§ Requisitos da tarefa
[1] Reproduza o trecho sobre o CDC entre “Ela afirmou que, ao” e “e a equidade.”, inclusive, sem alterar nenhuma palavra.
[2] Retome o trecho sobre o CDC a partir da última frase apresentada, dando continuidade ao seu conteúdo.

§ Seção de texto
==========
A palestrante lembrou que a intervenção estatal para a busca do equilíbrio iniciou-se de maneira tímida, apenas em determinadas relações contratuais consideradas imprescindíveis, como transporte e fornecimento de água, luz, gás, etc. Visava regulamentar o conteúdo dessas espécies de contratos e, inclusive, o preço que devia ser pago pelos serviços. “A intervenção, inicialmente tímida, foi completamente modificada com o advento do CDC (Lei 8.078.90), dispositivo responsável pela alteração de toda interpretação da teoria clássica dos contratos”, anunciou.

 

Ela esclareceu que a nova interpretação veiculada pelo CDC estabeleceu normas cogentes de ordem pública, trazendo novos conceitos e limites à autonomia da vontade. E o próprio CDC assegura que nas relações de consumo não deve mais vigorar o pacta sunt servanda, podendo sofrer os contratos revisão pura, não mais condicionada a eventos extraordinários. A lei, assim, visa assegurar a função social dos contratos, observando a real expectativa das partes e a realidade econômica e social em que estão inseridas. “Por ser fulcrado no texto constitucional, o CDC é uma lei principiológica, que vai prevalecer sobre todas as legislações que puderem colidir com as suas normas, com o seu espírito, sejam anteriores ou posteriores à sua edição”, sustentou.

 

A seguir, comentou a política nacional das relações de consumo, que coloca em prática o princípio da isonomia, preconizado pelo artigo 5º, caput, da Constituição: “O primeiro passo que deu o CDC foi reconhecer expressamente a vulnerabilidade do consumidor, absoluta em relação ao consumidor pessoa física e relativa em relação à pessoa jurídica”.

 

Ela afirmou que, ao reconhecer a vulnerabilidade, o código estabeleceu a necessidade de uma proteção efetiva ao consumidor, trazendo um rol de direitos que devem ser assegurados, como as regras gerais do artigo 6º, especificados nos artigos subsequentes; a possibilidade de inversão do ônus da prova, a responsabilidade objetiva, a proibição da intervenção de terceiros, da publicidade enganosa, entre outros. Adiante, citou os princípios doutrinários que devem nortear as relações de consumo, resumidamente a boa-fé objetiva e a equidade.
==========
§ Dados fornecidos
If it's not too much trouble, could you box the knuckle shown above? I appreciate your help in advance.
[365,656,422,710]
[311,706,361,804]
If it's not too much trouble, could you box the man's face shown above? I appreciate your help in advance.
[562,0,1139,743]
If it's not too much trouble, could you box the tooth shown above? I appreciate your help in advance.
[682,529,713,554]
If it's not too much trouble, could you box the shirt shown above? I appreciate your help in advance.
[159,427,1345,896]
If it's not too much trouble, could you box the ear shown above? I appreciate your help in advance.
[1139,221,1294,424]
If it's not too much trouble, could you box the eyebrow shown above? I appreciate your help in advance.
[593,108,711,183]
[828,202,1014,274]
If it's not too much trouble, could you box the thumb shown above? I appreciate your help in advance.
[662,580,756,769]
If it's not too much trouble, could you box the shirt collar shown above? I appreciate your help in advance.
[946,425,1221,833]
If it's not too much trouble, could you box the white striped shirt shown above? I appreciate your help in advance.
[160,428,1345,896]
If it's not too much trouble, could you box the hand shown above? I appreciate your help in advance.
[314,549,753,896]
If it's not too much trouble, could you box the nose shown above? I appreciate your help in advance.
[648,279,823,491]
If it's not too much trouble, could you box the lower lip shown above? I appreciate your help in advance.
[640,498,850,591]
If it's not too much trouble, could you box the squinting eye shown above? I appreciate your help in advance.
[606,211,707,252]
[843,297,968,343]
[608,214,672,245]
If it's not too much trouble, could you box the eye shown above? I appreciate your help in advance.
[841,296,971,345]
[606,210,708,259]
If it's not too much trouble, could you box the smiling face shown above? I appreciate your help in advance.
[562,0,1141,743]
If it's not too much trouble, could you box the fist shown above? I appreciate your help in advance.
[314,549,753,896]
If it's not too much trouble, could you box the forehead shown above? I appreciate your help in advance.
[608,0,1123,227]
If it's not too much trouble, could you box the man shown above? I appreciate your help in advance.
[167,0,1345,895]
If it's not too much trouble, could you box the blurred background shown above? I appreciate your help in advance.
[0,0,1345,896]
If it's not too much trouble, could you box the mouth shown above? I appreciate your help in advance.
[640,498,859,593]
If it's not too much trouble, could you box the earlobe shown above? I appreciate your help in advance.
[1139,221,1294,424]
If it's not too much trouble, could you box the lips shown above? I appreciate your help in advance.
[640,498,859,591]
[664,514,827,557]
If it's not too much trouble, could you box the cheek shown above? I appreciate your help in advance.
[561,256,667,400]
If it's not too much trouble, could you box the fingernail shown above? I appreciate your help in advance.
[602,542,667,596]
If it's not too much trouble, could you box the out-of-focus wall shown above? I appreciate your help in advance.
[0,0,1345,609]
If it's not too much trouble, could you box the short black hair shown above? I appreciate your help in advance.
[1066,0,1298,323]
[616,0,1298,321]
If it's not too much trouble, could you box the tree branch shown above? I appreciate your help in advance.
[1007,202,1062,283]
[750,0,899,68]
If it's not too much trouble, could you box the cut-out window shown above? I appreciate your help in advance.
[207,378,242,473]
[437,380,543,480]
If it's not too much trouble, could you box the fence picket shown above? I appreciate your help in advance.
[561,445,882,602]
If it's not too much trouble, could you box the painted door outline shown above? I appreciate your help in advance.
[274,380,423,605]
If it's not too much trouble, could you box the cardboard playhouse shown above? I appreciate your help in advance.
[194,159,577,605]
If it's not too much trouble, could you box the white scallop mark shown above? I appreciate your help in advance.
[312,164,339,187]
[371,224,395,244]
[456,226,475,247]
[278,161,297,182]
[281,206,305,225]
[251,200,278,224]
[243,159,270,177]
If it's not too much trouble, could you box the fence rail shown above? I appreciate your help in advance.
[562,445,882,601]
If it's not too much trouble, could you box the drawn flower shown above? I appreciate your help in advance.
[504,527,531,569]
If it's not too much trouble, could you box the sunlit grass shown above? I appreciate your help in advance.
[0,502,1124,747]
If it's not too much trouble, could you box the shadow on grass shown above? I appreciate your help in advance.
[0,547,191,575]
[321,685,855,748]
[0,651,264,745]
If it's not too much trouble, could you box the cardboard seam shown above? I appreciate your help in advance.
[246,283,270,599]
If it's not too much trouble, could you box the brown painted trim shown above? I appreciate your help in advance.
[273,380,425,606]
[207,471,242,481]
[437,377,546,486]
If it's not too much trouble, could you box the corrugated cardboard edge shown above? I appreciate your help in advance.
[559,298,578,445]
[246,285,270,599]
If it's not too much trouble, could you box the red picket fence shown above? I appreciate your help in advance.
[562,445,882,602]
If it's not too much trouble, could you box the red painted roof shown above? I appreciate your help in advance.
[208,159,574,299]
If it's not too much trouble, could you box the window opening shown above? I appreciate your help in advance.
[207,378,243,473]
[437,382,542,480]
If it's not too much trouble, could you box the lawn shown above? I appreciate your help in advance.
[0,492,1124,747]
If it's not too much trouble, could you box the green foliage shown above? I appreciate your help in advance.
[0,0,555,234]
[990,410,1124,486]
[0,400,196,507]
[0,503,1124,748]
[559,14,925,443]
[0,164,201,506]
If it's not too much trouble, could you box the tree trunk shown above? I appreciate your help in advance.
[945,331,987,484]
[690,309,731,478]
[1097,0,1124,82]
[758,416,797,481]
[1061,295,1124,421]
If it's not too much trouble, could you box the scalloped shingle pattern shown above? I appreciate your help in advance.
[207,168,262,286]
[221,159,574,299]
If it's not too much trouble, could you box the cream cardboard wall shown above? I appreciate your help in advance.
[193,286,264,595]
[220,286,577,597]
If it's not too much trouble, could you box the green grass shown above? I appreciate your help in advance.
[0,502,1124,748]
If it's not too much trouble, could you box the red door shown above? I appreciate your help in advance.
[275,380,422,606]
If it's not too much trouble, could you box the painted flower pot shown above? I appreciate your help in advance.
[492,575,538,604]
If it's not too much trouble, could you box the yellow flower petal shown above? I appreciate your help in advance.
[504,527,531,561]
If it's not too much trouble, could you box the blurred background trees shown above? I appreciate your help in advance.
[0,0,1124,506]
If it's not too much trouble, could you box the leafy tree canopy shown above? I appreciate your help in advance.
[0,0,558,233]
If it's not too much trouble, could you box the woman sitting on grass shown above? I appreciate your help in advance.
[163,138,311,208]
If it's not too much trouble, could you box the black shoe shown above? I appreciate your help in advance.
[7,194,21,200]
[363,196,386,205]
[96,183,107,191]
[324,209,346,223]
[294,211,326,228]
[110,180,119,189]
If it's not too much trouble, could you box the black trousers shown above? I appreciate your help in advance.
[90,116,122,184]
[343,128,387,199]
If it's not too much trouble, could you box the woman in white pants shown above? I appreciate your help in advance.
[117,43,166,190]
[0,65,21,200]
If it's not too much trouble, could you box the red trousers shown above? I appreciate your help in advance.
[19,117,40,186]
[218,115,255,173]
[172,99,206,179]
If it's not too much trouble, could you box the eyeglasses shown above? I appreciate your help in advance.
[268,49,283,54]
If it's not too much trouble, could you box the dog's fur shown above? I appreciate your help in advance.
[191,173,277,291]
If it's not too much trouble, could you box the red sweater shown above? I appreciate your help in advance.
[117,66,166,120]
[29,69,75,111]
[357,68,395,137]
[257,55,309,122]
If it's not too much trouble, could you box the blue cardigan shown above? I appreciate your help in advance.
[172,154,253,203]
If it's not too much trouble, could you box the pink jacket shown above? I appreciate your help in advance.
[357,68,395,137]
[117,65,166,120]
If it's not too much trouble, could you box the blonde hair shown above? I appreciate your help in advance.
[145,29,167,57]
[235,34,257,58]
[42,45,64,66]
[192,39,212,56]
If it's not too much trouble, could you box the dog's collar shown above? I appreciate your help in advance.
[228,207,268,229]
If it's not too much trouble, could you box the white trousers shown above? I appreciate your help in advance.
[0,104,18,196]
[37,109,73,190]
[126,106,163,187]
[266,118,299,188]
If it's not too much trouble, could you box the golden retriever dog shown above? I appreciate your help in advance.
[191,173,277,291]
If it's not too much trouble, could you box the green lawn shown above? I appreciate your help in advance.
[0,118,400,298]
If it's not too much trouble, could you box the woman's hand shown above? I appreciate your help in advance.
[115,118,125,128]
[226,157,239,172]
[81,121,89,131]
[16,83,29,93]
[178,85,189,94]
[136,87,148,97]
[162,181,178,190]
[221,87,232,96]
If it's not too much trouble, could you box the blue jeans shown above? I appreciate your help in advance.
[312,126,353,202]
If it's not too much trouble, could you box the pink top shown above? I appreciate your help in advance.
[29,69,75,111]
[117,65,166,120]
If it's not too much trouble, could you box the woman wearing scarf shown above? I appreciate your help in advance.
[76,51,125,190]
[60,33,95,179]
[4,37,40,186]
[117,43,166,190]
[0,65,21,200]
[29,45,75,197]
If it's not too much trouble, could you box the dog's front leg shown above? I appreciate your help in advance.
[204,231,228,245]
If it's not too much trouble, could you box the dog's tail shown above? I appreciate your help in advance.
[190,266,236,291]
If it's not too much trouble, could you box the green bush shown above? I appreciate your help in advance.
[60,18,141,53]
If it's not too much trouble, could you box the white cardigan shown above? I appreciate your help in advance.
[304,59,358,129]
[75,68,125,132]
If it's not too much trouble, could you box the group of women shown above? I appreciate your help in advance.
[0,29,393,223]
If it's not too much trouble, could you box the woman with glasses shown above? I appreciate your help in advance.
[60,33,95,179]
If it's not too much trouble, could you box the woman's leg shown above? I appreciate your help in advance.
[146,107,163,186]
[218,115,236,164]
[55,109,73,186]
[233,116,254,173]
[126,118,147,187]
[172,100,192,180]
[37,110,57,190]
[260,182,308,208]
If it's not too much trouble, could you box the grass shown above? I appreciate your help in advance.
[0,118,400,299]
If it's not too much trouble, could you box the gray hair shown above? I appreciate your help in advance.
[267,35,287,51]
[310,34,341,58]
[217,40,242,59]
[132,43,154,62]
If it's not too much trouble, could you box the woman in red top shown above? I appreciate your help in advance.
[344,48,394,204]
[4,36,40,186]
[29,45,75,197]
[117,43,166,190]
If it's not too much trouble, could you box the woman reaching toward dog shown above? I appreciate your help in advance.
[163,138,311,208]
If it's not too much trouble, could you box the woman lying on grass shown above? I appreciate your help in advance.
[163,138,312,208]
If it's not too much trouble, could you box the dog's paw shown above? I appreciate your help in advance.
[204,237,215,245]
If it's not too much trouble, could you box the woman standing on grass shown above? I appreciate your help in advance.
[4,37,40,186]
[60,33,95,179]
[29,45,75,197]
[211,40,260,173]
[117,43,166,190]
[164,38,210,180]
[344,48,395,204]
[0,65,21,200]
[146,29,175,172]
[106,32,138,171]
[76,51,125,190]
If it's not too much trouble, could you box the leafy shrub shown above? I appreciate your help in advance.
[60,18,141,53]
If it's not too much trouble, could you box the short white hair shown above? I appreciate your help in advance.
==========
§ Resultados das tarefas
[1]
Ela afirmou que, ao reconhecer a vulnerabilidade, o código estabeleceu a necessidade de uma proteção efetiva ao consumidor, trazendo um rol de direitos que devem ser assegurados, como as regras gerais do artigo 6º, especificados nos artigos subsequentes; a possibilidade de inversão do ônus da prova, a responsabilidade objetiva, a proibição da intervenção de terceiros, da publicidade enganosa, entre outros. Adiante, citou os princípios doutrinários que devem nortear as relações de consumo, resumidamente a boa-fé objetiva e a equidade.

[2]
 

O diálogo entre as fontes do direito do consumidor

 

Em prosseguimento, a palestrante discorreu sobre a evolução da jurisprudência no que tange à interpretação dos contratos de seguro, com vistas à ampliação da proteção efetiva do consumidor.

 

Ela explicou que a interpretação jurisprudencial culminou na edição da Lei 9.656/98, que dispõe sobre os planos e seguros privados de assistência à saúde, a ser aplicada em conjunto com o CDC aos contratos novos, mas também servindo de fonte interpretativa para os contratos antigos. Os tribunais estabeleceram, então, um novo paradigma, uma nova forma de interpretação dos contratos de seguro, pautada pela boa-fé e pelo reconhecimento de sua finalidade social, especialmente quando envolvem direito à saúde.

 

“Muitas cláusulas inseridas nos contratos de seguro foram reconhecidas como abusivas pela jurisprudência, consideradas nulas de pleno direito e retiradas das condições contratuais. Os tribunais passaram a reconhecer como abusivas, por exemplo, as cláusulas que estabeleciam limitação de cobertura, de tratamento, prazo ou limite de internação, agravamento dos riscos, etc.”, lembrou Patrícia Caldeira.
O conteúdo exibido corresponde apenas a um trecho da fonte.